▸ **Extrait fourni**:
Le Béton de Chanvre apporte un grand confort à l’intérieur en toute saison, par l’excellente régulation hygrique de la paroi, l’écrêtage des températures (absorption de 95 % de la variation des températures extérieures, été comme hiver) et une tempérance de la surface des murs intérieurs (pas de parois froides).

 

Les matériaux Tradical utilisés se comportent très bien au feu (classés B-S1, d0  pour le béton de chanvre, et A2-S1, d0 pour l’enduit) ; ne produisent ni fumée ni flammèches ; la température de la paroi séparant du feu s’élève très progressivement (testé sur les matériaux nus par le laboratoire LNE).

 

Les qualités acoustiques du béton de chanvre constituent un atout supplémentaire pour ces logements situés dans un environnement urbain assez bruyant (classé niveau 3). Les  sons ont pu être atténués pour atteindre 35 dB pour le côté rue et 30 dB au sud. Le mur entre logements et la dalle béton du R+1 ont également été traités (laine de bois).

▸ **Données fournies**:
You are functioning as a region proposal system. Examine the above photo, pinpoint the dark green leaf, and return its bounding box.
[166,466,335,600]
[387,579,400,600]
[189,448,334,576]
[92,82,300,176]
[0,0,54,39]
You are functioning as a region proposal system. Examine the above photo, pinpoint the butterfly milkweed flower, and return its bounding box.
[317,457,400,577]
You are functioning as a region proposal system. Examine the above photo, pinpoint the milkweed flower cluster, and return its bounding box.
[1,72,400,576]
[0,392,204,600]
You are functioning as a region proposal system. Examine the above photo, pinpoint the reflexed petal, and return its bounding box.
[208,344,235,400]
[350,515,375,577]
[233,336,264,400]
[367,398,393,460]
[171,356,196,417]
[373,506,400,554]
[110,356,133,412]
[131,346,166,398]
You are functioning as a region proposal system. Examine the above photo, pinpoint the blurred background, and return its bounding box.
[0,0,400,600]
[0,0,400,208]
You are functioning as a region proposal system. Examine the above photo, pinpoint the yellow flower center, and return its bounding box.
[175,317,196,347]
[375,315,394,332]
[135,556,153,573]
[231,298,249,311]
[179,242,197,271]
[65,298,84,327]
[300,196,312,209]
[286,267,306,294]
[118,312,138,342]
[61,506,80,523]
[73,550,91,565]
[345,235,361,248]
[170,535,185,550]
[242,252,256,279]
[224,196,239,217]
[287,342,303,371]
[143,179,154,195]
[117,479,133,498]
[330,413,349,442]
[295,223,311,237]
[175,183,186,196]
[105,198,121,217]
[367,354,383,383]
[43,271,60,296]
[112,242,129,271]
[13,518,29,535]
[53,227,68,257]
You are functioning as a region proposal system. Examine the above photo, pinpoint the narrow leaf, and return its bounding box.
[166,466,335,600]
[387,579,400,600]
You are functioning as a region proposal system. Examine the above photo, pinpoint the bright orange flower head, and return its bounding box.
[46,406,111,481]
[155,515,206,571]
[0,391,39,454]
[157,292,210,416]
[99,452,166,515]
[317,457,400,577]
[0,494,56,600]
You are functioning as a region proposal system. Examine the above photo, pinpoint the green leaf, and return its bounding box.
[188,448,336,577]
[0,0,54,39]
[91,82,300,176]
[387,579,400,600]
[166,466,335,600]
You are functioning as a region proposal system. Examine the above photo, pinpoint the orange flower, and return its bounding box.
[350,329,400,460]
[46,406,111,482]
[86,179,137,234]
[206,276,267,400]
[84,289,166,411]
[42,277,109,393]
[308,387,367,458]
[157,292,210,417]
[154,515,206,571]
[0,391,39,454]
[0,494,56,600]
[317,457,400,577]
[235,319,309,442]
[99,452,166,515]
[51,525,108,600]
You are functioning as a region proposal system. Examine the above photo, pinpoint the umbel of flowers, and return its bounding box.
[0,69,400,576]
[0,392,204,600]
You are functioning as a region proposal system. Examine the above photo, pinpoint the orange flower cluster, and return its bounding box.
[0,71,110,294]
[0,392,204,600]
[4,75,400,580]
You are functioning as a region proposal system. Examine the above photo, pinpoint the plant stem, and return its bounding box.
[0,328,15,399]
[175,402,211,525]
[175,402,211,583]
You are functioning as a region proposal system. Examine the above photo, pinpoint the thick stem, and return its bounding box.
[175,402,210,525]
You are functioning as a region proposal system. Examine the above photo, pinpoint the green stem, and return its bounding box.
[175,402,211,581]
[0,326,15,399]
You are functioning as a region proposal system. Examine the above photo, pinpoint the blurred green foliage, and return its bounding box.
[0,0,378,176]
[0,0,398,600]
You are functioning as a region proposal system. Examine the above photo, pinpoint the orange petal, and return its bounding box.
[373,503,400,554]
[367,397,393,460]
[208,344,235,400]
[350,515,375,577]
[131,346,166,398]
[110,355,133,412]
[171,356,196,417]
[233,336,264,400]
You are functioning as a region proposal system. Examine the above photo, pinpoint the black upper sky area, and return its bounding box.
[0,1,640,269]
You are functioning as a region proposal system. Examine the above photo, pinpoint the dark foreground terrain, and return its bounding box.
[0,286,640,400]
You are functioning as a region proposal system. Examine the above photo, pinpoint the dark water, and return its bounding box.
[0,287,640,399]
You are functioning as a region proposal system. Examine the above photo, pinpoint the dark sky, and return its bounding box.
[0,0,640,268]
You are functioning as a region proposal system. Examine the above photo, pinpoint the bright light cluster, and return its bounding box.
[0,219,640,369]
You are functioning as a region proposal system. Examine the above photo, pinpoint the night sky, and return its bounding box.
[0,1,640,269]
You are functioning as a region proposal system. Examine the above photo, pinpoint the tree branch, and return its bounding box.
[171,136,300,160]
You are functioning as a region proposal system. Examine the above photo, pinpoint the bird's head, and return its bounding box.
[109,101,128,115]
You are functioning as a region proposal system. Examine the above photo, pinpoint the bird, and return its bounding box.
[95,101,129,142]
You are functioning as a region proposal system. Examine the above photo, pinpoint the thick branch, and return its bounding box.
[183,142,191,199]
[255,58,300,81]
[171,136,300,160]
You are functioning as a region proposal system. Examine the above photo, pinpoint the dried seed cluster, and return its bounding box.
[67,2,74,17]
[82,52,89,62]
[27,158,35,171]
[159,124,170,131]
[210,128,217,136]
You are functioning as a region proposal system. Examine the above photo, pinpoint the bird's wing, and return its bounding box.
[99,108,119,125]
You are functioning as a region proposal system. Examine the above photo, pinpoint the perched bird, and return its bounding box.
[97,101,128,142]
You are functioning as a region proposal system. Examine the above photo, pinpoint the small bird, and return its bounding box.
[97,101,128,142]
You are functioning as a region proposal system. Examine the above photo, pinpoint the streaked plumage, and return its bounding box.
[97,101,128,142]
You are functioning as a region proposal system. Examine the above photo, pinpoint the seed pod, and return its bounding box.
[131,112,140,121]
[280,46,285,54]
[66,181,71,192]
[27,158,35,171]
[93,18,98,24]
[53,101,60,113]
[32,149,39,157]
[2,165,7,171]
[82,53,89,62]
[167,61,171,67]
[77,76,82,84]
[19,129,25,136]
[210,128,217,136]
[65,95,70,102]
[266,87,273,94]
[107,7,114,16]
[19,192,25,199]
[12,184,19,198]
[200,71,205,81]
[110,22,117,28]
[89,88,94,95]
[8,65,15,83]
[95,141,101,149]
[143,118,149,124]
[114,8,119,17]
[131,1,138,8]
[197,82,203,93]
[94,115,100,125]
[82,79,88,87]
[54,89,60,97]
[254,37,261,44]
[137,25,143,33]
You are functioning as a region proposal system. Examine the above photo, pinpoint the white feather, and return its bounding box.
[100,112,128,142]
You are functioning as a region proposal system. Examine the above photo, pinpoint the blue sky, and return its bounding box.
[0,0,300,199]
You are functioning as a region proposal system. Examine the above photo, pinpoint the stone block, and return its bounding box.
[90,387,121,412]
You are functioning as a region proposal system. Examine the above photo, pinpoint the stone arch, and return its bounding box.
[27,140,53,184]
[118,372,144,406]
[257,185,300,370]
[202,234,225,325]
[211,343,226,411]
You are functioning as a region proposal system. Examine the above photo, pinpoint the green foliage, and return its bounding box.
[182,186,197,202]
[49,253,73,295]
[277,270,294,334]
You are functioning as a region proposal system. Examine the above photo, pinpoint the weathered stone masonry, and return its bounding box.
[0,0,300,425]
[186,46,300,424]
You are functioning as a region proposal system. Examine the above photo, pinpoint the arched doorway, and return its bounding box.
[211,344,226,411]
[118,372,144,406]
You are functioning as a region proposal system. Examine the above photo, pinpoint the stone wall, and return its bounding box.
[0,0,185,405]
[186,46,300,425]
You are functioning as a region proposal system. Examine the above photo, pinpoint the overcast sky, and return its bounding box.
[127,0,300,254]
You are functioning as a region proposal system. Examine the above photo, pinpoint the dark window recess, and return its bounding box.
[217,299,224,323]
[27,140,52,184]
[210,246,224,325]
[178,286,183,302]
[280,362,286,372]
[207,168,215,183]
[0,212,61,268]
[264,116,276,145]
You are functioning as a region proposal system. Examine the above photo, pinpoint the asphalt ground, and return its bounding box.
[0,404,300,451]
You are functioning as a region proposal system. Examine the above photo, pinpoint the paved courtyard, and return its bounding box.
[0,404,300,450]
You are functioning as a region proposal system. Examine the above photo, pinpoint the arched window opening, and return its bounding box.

▸ **Objectif de l'exercice**: Transcrivez fidèlement l'extrait sur le béton de chanvre, de « Les qualités acoustiques » à « (laine de bois). ». Les données forment un matériau distinct de l'extrait sur le béton de chanvre.

▸ **Résultat attendu**:
Les qualités acoustiques du béton de chanvre constituent un atout supplémentaire pour ces logements situés dans un environnement urbain assez bruyant (classé niveau 3). Les  sons ont pu être atténués pour atteindre 35 dB pour le côté rue et 30 dB au sud. Le mur entre logements et la dalle béton du R+1 ont également été traités (laine de bois).